* **Text section**:
A Clojure framework for building stream-processing applications with Kafka, persistent storage, and HTTP APIs. It provides a declarative, data-driven model for wiring together event sources, processing pipelines, storage backends, and HTTP endpoints into a cohesive application.
- Overview
- Core Concepts
- Application Structure
- Topics
- Processors
- Storage
- HTTP Servers
- Events
- Kafka Configuration
- Lifecycle Management
- Configuration Reference
- Examples
Genegraph-framework applications are defined as a single map describing all their components — Kafka topics, processors, storage backends, and HTTP servers — which is then initialized and started as a unit. The framework handles wiring, lifecycle ordering, and cross-cutting concerns like offset tracking and transactional publishing.
The primary entry points are:
(require '[genegraph.framework.app :as app]
'[genegraph.framework.protocol :as p]
'[genegraph.framework.event :as event])
;; Define the app
(def my-app-def
{:type :genegraph-app
:topics { ... }
:storage { ... }
:processors { ... }
:http-servers { ... }})
;; Initialize (wires refs, creates records)

* **Material shown**:
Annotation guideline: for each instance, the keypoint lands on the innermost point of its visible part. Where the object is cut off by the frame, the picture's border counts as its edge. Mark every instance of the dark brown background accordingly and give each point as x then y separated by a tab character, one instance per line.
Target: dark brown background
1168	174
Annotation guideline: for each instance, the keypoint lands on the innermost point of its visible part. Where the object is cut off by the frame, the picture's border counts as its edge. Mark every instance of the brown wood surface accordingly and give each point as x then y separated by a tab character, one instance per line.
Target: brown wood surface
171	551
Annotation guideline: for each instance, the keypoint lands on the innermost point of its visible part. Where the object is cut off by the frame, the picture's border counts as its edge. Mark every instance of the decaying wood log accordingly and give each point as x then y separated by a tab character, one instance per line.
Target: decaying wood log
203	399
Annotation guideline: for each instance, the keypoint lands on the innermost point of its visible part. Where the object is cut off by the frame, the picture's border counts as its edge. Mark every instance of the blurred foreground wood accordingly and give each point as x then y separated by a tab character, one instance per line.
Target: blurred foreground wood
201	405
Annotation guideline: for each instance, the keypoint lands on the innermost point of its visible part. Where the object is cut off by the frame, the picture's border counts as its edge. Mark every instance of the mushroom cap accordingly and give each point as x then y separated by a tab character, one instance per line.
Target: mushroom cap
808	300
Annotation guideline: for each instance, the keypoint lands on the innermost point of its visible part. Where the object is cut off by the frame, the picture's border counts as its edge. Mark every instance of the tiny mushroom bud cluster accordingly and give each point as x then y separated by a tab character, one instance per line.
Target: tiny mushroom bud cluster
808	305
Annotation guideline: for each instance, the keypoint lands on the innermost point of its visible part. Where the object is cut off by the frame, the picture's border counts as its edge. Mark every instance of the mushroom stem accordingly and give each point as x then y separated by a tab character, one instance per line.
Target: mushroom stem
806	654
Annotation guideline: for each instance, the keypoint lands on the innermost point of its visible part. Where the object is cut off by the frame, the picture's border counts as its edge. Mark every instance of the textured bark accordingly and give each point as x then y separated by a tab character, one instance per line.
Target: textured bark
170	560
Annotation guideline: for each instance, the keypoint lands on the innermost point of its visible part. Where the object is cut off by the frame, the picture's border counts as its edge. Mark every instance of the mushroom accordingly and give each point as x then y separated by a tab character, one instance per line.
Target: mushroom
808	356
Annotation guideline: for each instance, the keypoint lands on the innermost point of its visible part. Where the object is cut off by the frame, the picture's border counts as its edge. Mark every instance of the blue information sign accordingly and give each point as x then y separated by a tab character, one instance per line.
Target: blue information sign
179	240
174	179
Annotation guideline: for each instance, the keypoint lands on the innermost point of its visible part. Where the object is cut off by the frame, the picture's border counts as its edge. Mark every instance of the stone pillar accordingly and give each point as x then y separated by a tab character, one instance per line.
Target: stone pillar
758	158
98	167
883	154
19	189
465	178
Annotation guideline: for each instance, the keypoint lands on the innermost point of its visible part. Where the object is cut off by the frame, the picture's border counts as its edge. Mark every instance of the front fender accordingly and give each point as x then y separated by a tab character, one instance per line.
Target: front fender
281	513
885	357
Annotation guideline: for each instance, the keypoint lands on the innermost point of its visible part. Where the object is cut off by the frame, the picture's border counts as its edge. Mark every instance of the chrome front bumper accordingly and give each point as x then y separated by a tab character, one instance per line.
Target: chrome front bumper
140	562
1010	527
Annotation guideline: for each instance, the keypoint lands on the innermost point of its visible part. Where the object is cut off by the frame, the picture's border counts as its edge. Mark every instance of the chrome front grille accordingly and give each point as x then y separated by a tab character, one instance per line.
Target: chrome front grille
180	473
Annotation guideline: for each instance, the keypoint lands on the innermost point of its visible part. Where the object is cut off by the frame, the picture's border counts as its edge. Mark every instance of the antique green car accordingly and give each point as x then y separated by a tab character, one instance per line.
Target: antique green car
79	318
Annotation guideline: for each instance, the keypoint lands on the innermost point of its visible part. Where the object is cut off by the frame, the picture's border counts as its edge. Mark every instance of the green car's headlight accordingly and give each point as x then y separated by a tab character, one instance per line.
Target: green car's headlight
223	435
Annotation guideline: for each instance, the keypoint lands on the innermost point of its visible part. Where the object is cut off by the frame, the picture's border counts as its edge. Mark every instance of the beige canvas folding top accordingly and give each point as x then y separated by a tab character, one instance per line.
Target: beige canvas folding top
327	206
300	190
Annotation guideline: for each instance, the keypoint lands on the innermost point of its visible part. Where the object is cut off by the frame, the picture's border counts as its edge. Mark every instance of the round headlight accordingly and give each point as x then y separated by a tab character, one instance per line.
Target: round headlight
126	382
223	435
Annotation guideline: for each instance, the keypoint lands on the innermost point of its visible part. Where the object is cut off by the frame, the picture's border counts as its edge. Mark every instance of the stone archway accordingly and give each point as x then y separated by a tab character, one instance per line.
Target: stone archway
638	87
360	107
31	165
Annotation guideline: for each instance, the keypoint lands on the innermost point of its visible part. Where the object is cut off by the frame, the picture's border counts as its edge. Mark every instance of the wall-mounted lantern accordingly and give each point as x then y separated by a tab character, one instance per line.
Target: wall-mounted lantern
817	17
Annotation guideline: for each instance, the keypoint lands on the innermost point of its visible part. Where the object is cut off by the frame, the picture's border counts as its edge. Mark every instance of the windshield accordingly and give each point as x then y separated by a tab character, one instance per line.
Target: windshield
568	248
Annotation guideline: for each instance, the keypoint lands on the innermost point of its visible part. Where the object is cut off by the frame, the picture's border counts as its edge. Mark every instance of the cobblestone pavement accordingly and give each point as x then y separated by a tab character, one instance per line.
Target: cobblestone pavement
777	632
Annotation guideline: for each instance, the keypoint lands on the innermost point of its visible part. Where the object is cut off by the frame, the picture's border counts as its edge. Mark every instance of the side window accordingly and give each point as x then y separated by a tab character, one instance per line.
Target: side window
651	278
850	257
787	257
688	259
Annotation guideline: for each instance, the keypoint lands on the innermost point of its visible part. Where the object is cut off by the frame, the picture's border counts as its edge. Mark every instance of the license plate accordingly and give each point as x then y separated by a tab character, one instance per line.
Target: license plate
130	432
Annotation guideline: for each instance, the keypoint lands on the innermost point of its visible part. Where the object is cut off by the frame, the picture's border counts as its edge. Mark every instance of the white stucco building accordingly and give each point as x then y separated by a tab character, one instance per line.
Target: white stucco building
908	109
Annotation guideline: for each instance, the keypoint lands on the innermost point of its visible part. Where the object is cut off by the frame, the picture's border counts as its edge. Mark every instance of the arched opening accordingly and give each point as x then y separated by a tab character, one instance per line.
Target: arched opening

* **To be done**:
• A. State how many lines of the listing above contain the string "arched", counting only matches with the same case. Give the number alone.
• B. Pick up the documentation of the Clojure stream-processing framework from the point where it stops and write the next part.

* **Responses per task**:
• A. 2

• B.
(def my-app (p/init my-app-def))
;; Start all components
(p/start my-app)
;; Stop all components (in reverse order)
(p/stop my-app)All major components implement a small set of protocols defined in genegraph.framework.protocol:
| Protocol | Methods | Purpose |
|---|---|---|
Lifecycle |
start, stop |
Manage component lifecycle |
Resetable |
reset |
Reset component to initial state |
Consumer |
poll |
Pull the next event from a topic |
Publisher |
publish |
Write an event to a topic |
TransactionalPublisher |
send-offset, commit |
Kafka transactional publishing |
Offsets |
set-offset! |
Set the starting read offset for a topic |
EventProcessor |
process |
Process a single event |
StatefulInterceptors |
as-interceptors |
Represent a processor as an interceptor chain |
Every component type is created via the p/init multimethod, which dispatches on :type. The app initialization calls p/init on each declared component:
(p/init {:type :kafka-consumer-group-topic, ...}) ; → KafkaConsumerGroupTopic
(p/init {:type :processor, ...}) ; → Processor
(p/init {:type :rocksdb, ...}) ; → RocksDBInstanceEvery app has an internal :system topic (a SimpleQueueTopic). Components publish lifecycle events and exceptions to it. A system processor subscribes to :system and handles these events — by default it logs them and dispatches completion promises registered by listeners.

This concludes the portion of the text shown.